-- start Excerpt --
The Trial of Anne Boleyn

Queen Anne Boleyn was put on trial on 15 May 1536.

Anne of a Thousand Days

According to Imperial ambassador Eustace Chapuys, she was tried “by a tribunal composed of the principal lords of the kingdom …  the Duke of Norfolk presiding over it .” The trial took place in the Tower rather than in Westminster Hall, “yet the trial was far from being kept secret, for upwards of 2,000 people were present.”

Chapuys wrote that the “chief charge against the concubine was her having had [sex] with her own brother and other accomplices; having actually promised, to marry Norris after the King’s demise [the dead men’s shoes scandal], her having received from, and given to, the said Norris certain medals indicative that both were bound together and aimed at the King’s death; that she had poisoned the late Queen [Katherina of Aragon], and meditated doing the same with [Princess Mary]. These charges she obstinately denied; others she answered satisfactorily enough, though she confessed having given money to [Francis Weston] and to several other gentlemen.”

What was possibly worse, from King Henry VIII’s point of view, Anne was accused of, “having ridiculed the King … [and having] had made fun [of Henry musical ballads], as of productions entirely worthless … and laughed at his manner of dressing, showing in many ways that she did not love him, and was tired of married life with him.” Anne denied these charges, however, and they were not proven even in the minds of her greatest enemies. Nonetheless, the king seems to have believed every accusation against her.

As for the accusations of her adultery – the late, great historian Eric Ives rips the meager ‘evidence’ her to shreds. In most cases, Anne wasn’t even in the same geographical area as the men she was supposedly tiddling, and in at least one case she was recovering from childbirth. Ever given birth? The LAST thing you want is rumpy-pumpy a week after a baby comes hurtling out of your vagina. The king nevertheless insisted  “that upwards of 100 gentlemen … had criminal connexion with her,” and that she was going to poison his son, the Duke of Richmond, to boot.
-- end Excerpt --
-- start Data extract --
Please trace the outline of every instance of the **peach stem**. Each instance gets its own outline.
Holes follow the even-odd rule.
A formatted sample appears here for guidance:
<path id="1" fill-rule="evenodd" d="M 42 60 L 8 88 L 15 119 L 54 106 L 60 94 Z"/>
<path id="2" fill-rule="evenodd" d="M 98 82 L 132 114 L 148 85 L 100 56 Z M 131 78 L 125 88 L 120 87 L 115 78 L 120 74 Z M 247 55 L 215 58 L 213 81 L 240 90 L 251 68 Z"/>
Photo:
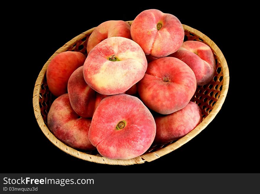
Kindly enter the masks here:
<path id="1" fill-rule="evenodd" d="M 162 25 L 160 23 L 158 23 L 156 25 L 156 27 L 157 28 L 157 30 L 161 30 L 161 28 L 162 28 Z"/>
<path id="2" fill-rule="evenodd" d="M 108 58 L 108 60 L 109 61 L 116 61 L 116 57 L 115 57 L 115 56 L 116 56 L 115 55 L 113 55 L 110 56 L 110 57 Z"/>
<path id="3" fill-rule="evenodd" d="M 118 123 L 117 125 L 116 125 L 116 128 L 117 130 L 120 130 L 120 129 L 122 129 L 124 128 L 125 125 L 125 122 L 122 120 Z"/>

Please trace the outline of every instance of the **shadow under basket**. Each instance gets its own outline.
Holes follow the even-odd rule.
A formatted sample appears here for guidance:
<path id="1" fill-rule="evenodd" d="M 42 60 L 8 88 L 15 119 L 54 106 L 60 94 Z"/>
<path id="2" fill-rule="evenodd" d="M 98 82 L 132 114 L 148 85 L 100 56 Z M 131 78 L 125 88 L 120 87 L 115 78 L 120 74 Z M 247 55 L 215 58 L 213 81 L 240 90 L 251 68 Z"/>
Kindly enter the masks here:
<path id="1" fill-rule="evenodd" d="M 126 22 L 130 25 L 132 21 Z M 227 62 L 217 46 L 200 32 L 183 25 L 185 32 L 184 40 L 202 42 L 211 48 L 216 62 L 215 74 L 207 85 L 197 87 L 191 101 L 199 105 L 202 110 L 202 122 L 194 129 L 177 141 L 163 145 L 153 144 L 142 155 L 128 160 L 112 159 L 103 157 L 96 150 L 84 152 L 72 148 L 57 139 L 50 131 L 47 125 L 47 115 L 52 103 L 55 98 L 48 88 L 46 71 L 50 62 L 58 54 L 67 51 L 81 52 L 86 56 L 87 44 L 95 28 L 87 30 L 75 37 L 59 48 L 44 64 L 39 74 L 34 87 L 32 98 L 34 113 L 42 132 L 55 146 L 65 152 L 86 161 L 111 165 L 130 165 L 150 162 L 157 159 L 187 143 L 204 129 L 215 118 L 224 102 L 228 89 L 229 74 Z"/>

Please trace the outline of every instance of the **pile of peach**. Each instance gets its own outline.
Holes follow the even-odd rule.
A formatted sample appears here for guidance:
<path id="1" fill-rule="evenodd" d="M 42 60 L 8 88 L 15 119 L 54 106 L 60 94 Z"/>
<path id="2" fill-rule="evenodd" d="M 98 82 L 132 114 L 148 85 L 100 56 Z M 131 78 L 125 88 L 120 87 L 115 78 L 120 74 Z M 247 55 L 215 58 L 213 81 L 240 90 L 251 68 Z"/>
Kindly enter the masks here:
<path id="1" fill-rule="evenodd" d="M 215 62 L 209 46 L 184 36 L 175 16 L 148 9 L 131 26 L 113 20 L 95 28 L 86 57 L 57 55 L 46 72 L 57 97 L 50 130 L 75 149 L 123 159 L 185 136 L 202 120 L 190 100 L 212 80 Z"/>

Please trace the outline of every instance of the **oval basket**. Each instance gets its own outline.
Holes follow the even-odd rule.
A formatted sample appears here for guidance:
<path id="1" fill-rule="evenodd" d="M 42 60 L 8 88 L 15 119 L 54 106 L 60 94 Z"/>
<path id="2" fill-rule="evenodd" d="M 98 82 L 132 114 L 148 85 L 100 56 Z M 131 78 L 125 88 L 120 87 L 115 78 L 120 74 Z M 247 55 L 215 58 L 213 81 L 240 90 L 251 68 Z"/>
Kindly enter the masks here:
<path id="1" fill-rule="evenodd" d="M 132 21 L 126 22 L 130 25 Z M 47 115 L 55 98 L 47 85 L 46 73 L 50 61 L 57 54 L 68 50 L 79 51 L 87 56 L 87 43 L 95 28 L 81 34 L 60 48 L 44 64 L 38 76 L 33 91 L 33 104 L 35 117 L 40 127 L 47 138 L 55 146 L 65 152 L 86 161 L 111 165 L 129 165 L 150 162 L 167 154 L 187 143 L 204 129 L 214 118 L 222 107 L 228 88 L 229 74 L 227 62 L 217 46 L 201 32 L 185 25 L 185 40 L 202 41 L 209 46 L 214 54 L 216 68 L 214 78 L 207 85 L 198 86 L 191 100 L 201 110 L 203 120 L 193 130 L 178 140 L 164 145 L 153 144 L 142 155 L 128 160 L 111 159 L 101 156 L 96 150 L 84 152 L 72 148 L 58 139 L 49 131 Z"/>

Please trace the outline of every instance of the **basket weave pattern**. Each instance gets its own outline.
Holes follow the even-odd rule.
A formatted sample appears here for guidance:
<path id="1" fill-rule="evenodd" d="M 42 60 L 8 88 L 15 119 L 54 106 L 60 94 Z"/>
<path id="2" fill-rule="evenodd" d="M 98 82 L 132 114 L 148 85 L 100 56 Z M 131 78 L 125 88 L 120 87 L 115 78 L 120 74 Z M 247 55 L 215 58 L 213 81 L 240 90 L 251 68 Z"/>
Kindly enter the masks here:
<path id="1" fill-rule="evenodd" d="M 128 22 L 131 25 L 132 21 Z M 97 163 L 113 165 L 129 165 L 151 162 L 167 154 L 188 142 L 205 128 L 221 108 L 227 93 L 229 73 L 226 61 L 221 51 L 211 40 L 200 32 L 183 25 L 185 40 L 203 42 L 212 50 L 216 62 L 213 79 L 207 84 L 197 87 L 191 101 L 198 105 L 202 113 L 203 120 L 194 129 L 183 138 L 163 145 L 153 144 L 142 155 L 129 160 L 111 159 L 101 156 L 96 150 L 82 152 L 73 149 L 60 141 L 49 130 L 47 116 L 51 103 L 55 98 L 48 88 L 46 72 L 50 61 L 57 54 L 67 51 L 80 52 L 87 56 L 87 44 L 92 28 L 80 34 L 65 44 L 50 58 L 44 66 L 35 83 L 33 97 L 35 114 L 39 126 L 46 137 L 54 145 L 65 152 L 76 157 Z"/>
-- end Data extract --
> _What is expected_:
In the piece on Anne Boleyn's trial, how many people does Chapuys say were present at the trial?

> _Answer to this problem_:
Upwards of 2,000 people.